*INSTRUCTIONS FOR THE TASK*
Go through the entries below and print, exactly, the lines starting at the one with "Target: man's mouth" and ending at the one with "Target: fsm logo on sleeve", keeping both ends and no others.

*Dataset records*
----------
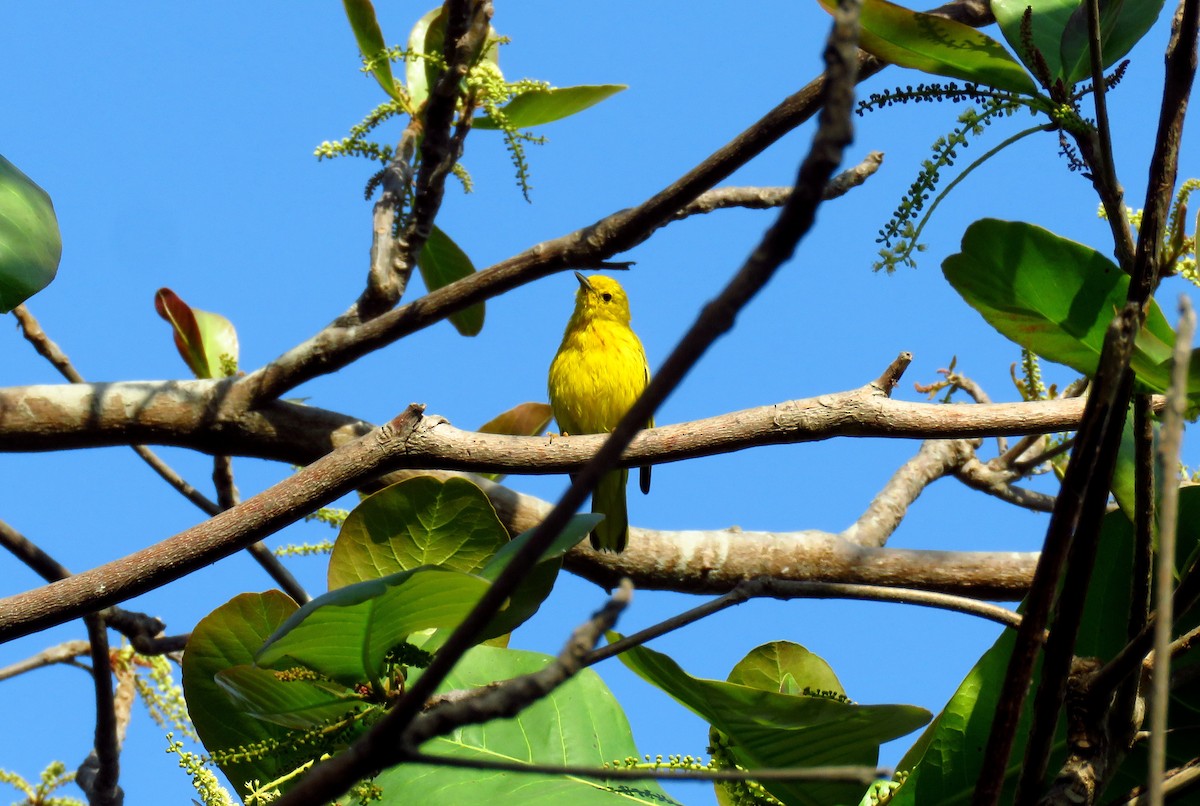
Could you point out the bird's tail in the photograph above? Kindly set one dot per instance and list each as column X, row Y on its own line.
column 609, row 499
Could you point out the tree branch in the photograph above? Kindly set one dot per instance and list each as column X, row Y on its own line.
column 336, row 347
column 779, row 589
column 1164, row 573
column 175, row 413
column 99, row 774
column 331, row 777
column 65, row 653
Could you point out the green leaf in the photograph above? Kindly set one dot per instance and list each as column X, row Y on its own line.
column 347, row 632
column 297, row 704
column 775, row 666
column 1122, row 24
column 771, row 729
column 227, row 637
column 427, row 36
column 1060, row 31
column 1056, row 298
column 30, row 245
column 208, row 342
column 371, row 43
column 538, row 583
column 579, row 723
column 442, row 262
column 937, row 46
column 576, row 529
column 522, row 420
column 540, row 107
column 420, row 521
column 945, row 763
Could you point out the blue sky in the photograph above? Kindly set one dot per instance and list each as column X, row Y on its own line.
column 177, row 143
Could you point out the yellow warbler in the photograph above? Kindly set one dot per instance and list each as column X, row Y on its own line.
column 597, row 374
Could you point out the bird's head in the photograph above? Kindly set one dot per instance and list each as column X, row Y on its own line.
column 600, row 298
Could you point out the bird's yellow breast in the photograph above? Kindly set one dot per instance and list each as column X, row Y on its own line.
column 598, row 373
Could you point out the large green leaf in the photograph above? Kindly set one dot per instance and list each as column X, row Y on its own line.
column 371, row 42
column 292, row 703
column 229, row 637
column 937, row 46
column 945, row 763
column 785, row 667
column 1060, row 31
column 30, row 245
column 208, row 342
column 346, row 633
column 772, row 729
column 442, row 262
column 579, row 723
column 540, row 107
column 420, row 521
column 537, row 584
column 1055, row 296
column 1122, row 24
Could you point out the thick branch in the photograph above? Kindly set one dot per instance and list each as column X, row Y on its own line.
column 177, row 413
column 335, row 347
column 202, row 545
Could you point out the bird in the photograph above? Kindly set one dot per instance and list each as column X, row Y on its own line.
column 599, row 371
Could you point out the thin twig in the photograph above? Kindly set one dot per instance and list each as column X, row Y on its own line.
column 1170, row 441
column 882, row 517
column 65, row 653
column 100, row 773
column 1175, row 781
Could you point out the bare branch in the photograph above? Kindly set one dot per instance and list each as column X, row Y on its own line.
column 65, row 653
column 1170, row 440
column 233, row 529
column 174, row 413
column 1077, row 513
column 48, row 349
column 936, row 458
column 331, row 777
column 987, row 479
column 99, row 774
column 229, row 498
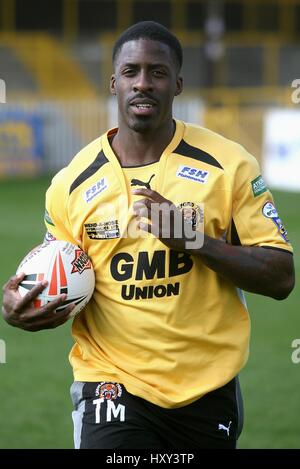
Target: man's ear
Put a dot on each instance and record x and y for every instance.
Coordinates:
(112, 85)
(179, 86)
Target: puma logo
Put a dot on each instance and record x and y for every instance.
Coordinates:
(222, 427)
(137, 182)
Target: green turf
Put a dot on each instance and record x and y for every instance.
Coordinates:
(34, 383)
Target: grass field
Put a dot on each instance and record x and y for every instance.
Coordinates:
(34, 381)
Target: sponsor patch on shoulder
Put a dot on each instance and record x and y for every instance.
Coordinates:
(269, 211)
(103, 230)
(192, 174)
(49, 237)
(258, 186)
(108, 391)
(95, 190)
(47, 218)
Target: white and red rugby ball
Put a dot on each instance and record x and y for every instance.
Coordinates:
(67, 269)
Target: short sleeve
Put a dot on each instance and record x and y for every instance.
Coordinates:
(255, 220)
(56, 214)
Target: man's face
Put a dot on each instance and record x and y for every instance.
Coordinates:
(145, 83)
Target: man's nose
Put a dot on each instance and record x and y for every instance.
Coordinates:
(143, 82)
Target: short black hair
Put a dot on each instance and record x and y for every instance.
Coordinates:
(152, 31)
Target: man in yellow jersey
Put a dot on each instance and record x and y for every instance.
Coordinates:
(159, 347)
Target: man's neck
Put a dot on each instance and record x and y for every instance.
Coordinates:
(135, 148)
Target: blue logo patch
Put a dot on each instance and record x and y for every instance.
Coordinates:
(95, 190)
(269, 211)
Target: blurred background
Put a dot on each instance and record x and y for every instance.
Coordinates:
(242, 79)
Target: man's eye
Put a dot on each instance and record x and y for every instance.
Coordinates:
(158, 73)
(129, 71)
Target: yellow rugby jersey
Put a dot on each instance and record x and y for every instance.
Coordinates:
(160, 321)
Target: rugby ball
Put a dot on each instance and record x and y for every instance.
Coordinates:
(67, 269)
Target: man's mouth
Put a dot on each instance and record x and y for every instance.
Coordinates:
(143, 106)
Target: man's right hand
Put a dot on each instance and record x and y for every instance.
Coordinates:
(20, 311)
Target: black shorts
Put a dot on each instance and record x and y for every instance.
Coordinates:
(106, 416)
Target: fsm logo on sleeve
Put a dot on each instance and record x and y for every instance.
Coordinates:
(2, 91)
(95, 190)
(192, 174)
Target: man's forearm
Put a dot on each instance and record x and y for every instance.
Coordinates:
(255, 269)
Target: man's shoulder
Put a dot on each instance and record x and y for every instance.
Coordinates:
(226, 151)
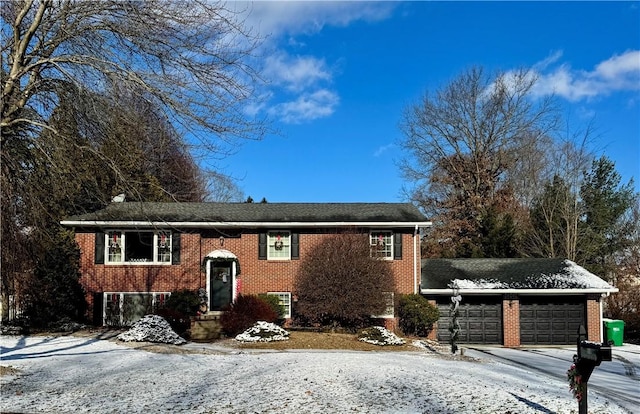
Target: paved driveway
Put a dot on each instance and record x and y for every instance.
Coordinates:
(618, 380)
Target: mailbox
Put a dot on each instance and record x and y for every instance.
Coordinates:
(590, 355)
(593, 351)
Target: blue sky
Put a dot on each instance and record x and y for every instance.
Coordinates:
(341, 73)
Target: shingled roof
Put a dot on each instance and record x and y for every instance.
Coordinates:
(487, 275)
(252, 213)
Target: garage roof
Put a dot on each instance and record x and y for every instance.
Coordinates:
(509, 275)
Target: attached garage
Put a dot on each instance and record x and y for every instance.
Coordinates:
(549, 321)
(514, 302)
(480, 321)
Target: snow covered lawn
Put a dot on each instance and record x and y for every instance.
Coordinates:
(76, 374)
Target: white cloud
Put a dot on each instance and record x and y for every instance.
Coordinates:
(277, 18)
(306, 107)
(618, 73)
(300, 85)
(295, 73)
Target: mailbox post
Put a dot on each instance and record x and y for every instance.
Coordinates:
(590, 355)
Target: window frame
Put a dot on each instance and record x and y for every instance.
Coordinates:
(388, 244)
(117, 318)
(286, 298)
(121, 242)
(271, 240)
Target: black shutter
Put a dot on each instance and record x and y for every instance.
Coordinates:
(175, 248)
(397, 246)
(99, 246)
(262, 246)
(295, 246)
(98, 304)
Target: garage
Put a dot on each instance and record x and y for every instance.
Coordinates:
(480, 321)
(548, 321)
(515, 301)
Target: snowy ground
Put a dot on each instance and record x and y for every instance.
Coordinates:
(75, 374)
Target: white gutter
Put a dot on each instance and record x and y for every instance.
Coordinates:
(520, 291)
(415, 261)
(239, 224)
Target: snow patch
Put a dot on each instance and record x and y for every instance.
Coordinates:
(377, 335)
(571, 276)
(152, 328)
(263, 332)
(480, 284)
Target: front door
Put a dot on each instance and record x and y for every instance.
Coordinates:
(221, 284)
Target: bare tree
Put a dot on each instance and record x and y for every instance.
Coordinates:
(465, 142)
(187, 65)
(191, 58)
(340, 284)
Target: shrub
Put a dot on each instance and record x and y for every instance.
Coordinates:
(244, 312)
(54, 292)
(178, 310)
(274, 302)
(339, 284)
(417, 315)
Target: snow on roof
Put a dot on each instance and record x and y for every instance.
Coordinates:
(509, 274)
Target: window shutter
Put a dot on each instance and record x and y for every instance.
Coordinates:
(99, 248)
(175, 248)
(295, 246)
(98, 307)
(397, 246)
(262, 246)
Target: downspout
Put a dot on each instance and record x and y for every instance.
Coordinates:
(602, 296)
(415, 260)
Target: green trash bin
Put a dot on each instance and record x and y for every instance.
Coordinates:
(614, 330)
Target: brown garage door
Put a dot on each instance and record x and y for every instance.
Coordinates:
(480, 321)
(546, 321)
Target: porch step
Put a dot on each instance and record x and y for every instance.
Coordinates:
(206, 327)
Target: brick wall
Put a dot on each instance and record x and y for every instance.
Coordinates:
(594, 323)
(511, 321)
(257, 276)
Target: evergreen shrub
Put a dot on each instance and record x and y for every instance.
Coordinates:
(417, 315)
(274, 302)
(178, 310)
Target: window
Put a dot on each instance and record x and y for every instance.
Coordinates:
(285, 302)
(138, 247)
(125, 308)
(381, 243)
(278, 245)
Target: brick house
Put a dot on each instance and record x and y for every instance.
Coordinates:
(514, 302)
(133, 255)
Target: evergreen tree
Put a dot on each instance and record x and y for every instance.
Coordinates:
(605, 202)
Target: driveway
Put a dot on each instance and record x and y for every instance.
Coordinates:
(617, 380)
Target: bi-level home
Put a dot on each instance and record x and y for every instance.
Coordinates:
(133, 255)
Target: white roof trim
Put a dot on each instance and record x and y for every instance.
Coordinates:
(239, 224)
(221, 254)
(571, 291)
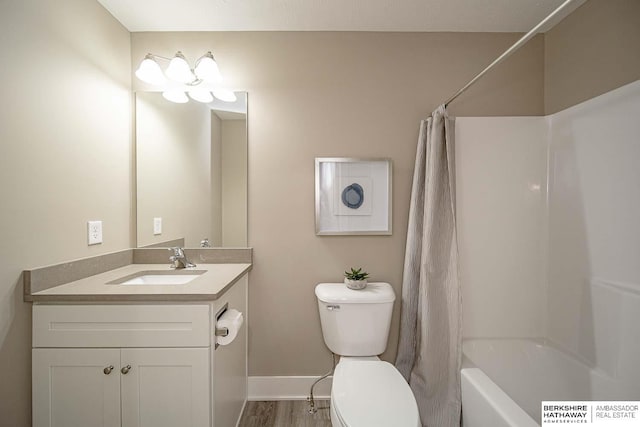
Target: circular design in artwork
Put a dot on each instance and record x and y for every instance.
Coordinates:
(353, 196)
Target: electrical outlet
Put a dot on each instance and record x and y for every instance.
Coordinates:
(157, 226)
(94, 232)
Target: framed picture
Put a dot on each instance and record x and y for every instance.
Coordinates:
(353, 196)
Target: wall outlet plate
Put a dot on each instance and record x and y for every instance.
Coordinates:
(94, 232)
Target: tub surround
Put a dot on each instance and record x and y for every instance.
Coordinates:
(88, 279)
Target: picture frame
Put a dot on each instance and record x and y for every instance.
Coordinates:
(353, 196)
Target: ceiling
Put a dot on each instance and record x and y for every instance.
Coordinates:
(334, 15)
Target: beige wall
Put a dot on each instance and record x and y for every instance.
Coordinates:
(65, 130)
(173, 169)
(216, 180)
(234, 183)
(592, 51)
(338, 94)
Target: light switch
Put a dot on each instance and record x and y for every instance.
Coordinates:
(94, 232)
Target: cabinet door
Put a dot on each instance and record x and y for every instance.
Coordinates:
(166, 387)
(72, 389)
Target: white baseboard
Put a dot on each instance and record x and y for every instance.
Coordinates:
(287, 388)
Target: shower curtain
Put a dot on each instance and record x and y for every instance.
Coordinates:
(429, 351)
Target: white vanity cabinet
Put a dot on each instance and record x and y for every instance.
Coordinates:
(137, 365)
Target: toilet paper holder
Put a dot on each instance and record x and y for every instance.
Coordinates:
(221, 332)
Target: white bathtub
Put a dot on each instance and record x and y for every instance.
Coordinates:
(504, 381)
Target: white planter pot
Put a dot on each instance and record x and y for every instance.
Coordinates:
(355, 284)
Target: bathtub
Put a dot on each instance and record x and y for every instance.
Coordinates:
(504, 381)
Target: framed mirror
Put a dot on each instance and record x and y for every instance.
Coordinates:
(191, 172)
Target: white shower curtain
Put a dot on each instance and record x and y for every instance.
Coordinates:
(429, 351)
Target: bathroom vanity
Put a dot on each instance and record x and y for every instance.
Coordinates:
(108, 353)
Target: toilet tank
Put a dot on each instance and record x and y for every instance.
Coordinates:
(355, 322)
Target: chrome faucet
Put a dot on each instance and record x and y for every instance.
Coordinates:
(179, 259)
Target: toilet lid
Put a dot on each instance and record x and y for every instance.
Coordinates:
(371, 394)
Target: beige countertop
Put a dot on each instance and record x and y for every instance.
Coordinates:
(209, 286)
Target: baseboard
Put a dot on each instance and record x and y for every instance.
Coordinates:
(287, 388)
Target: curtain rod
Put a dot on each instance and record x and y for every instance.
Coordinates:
(509, 51)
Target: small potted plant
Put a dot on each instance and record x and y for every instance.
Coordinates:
(356, 279)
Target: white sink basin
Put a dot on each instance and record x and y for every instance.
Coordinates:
(174, 277)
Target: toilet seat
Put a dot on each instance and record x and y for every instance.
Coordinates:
(372, 394)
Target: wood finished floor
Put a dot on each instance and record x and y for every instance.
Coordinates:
(285, 413)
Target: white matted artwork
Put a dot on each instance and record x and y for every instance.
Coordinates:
(353, 196)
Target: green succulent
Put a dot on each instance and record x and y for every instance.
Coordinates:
(356, 274)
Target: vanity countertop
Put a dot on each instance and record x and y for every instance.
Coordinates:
(208, 286)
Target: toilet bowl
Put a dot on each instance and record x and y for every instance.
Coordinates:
(366, 392)
(371, 393)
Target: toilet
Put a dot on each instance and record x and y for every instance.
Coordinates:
(366, 391)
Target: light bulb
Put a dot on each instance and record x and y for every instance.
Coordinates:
(149, 71)
(176, 96)
(178, 69)
(207, 69)
(225, 95)
(201, 95)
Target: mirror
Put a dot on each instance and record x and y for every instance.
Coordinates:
(191, 172)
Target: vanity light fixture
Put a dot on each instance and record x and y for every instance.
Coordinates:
(179, 78)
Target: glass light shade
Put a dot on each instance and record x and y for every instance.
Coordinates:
(179, 70)
(207, 69)
(176, 96)
(149, 72)
(201, 95)
(225, 95)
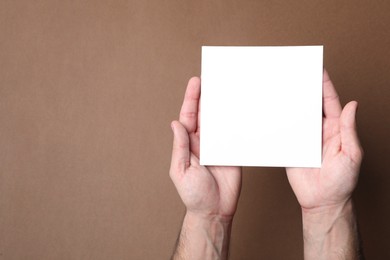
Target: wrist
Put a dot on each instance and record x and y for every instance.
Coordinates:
(205, 236)
(330, 232)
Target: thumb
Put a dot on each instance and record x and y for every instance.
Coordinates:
(180, 151)
(350, 144)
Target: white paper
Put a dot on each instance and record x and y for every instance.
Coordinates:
(261, 106)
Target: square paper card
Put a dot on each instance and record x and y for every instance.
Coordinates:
(261, 106)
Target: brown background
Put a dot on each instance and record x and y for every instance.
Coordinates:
(87, 93)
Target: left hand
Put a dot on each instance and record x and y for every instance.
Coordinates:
(208, 192)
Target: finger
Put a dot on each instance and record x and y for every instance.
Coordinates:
(350, 144)
(332, 106)
(181, 150)
(189, 109)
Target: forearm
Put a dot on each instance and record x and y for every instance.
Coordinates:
(331, 233)
(203, 238)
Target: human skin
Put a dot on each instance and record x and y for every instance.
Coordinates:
(325, 194)
(211, 194)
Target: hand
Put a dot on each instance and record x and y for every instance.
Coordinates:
(333, 183)
(211, 191)
(329, 222)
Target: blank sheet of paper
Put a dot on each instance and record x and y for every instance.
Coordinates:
(261, 106)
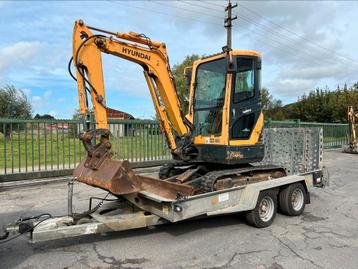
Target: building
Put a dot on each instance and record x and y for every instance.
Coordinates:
(119, 129)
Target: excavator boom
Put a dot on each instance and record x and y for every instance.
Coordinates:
(98, 169)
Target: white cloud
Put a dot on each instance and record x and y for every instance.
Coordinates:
(17, 54)
(47, 94)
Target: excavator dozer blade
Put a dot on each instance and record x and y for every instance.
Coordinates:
(117, 177)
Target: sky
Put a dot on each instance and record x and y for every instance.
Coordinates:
(304, 45)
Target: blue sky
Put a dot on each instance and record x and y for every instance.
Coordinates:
(304, 45)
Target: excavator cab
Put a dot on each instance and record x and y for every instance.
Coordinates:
(225, 106)
(223, 126)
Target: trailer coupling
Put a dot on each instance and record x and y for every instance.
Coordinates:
(116, 176)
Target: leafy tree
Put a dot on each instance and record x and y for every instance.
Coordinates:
(13, 104)
(181, 87)
(271, 107)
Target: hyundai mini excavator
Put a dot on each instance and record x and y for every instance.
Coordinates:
(216, 147)
(212, 145)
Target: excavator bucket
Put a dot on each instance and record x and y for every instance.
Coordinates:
(116, 176)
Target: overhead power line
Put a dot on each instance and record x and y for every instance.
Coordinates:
(292, 41)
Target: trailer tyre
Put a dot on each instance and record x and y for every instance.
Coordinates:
(265, 211)
(292, 199)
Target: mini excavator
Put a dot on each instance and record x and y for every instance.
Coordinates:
(216, 147)
(221, 133)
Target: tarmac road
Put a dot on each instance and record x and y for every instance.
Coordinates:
(325, 236)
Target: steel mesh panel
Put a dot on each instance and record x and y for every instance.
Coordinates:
(298, 150)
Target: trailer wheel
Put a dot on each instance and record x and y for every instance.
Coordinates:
(292, 199)
(265, 211)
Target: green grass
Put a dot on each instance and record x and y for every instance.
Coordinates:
(46, 151)
(62, 150)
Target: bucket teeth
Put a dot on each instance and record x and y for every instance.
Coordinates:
(117, 177)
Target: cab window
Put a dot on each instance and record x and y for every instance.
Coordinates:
(244, 80)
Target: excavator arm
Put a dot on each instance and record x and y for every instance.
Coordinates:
(151, 55)
(351, 116)
(98, 169)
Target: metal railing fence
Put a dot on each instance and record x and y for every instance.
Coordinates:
(335, 135)
(28, 146)
(52, 147)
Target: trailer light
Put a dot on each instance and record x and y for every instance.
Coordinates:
(178, 208)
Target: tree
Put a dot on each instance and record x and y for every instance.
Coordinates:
(181, 87)
(271, 107)
(13, 104)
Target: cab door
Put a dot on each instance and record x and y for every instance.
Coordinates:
(246, 119)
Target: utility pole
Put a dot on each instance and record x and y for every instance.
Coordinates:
(228, 23)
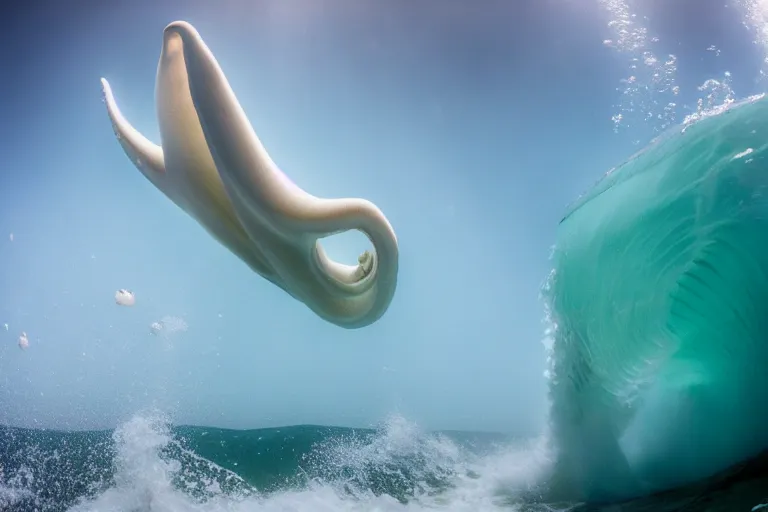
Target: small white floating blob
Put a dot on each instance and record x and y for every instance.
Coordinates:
(155, 327)
(125, 298)
(23, 341)
(743, 153)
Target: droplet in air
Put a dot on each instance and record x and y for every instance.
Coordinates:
(23, 341)
(125, 298)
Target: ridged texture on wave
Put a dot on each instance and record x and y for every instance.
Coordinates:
(660, 300)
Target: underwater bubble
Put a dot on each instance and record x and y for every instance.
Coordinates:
(155, 327)
(23, 341)
(125, 298)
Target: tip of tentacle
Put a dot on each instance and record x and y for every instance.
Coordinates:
(180, 26)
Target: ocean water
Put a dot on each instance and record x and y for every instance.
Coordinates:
(649, 406)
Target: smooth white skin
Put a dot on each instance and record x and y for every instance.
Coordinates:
(213, 166)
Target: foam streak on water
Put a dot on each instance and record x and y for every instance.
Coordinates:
(399, 468)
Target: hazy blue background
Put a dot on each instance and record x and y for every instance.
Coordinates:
(470, 124)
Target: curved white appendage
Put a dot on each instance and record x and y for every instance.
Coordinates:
(145, 155)
(270, 206)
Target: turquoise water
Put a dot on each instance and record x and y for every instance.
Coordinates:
(658, 294)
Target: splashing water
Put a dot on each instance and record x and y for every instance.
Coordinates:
(649, 93)
(395, 468)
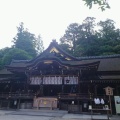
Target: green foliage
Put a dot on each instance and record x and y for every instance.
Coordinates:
(103, 4)
(16, 54)
(26, 46)
(25, 40)
(92, 42)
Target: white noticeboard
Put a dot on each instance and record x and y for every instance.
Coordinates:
(117, 104)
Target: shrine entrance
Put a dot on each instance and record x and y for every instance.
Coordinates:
(52, 90)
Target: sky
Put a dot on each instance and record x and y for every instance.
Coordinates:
(49, 18)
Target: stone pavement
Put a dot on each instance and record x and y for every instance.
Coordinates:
(32, 114)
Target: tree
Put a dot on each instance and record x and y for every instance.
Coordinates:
(70, 37)
(25, 40)
(16, 54)
(103, 4)
(91, 42)
(39, 45)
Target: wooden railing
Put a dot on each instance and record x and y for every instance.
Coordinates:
(78, 96)
(16, 95)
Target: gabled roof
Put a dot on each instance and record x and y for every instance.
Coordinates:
(54, 52)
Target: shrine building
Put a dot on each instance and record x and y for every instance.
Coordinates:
(58, 80)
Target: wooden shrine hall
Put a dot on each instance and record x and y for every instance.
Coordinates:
(57, 80)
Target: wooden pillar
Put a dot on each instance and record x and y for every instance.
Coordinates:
(8, 104)
(95, 89)
(18, 106)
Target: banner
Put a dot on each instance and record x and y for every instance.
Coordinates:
(117, 104)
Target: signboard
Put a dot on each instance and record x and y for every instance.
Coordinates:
(117, 104)
(109, 90)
----------
*OUTPUT FOR THIS EXERCISE*
Target: man's mouth
Put a dot on each instance and record x and y for every instance.
Coordinates:
(143, 106)
Target: man's right hand
Put a dot on each instance and record x and y for every instance.
Coordinates:
(20, 311)
Target: black shorts
Put a dot on each instance and record x and y for every instance.
Coordinates:
(106, 416)
Target: fsm logo on sleeve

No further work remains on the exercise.